— start of Exercise material —
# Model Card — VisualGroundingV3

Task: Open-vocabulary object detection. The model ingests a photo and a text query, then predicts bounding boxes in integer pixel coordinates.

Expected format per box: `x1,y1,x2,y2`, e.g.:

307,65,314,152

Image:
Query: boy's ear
— end of Exercise material —
Reproduce every line of the entries above without changing a single character.

- **Correct answer**
# Model Card — VisualGroundingV3

Task: Open-vocabulary object detection. The model ingests a photo and a text query, then predicts bounding boxes in integer pixel coordinates.

Expected format per box: `x1,y1,x2,y2`, e.g.:

307,65,314,152

Image:
Query: boy's ear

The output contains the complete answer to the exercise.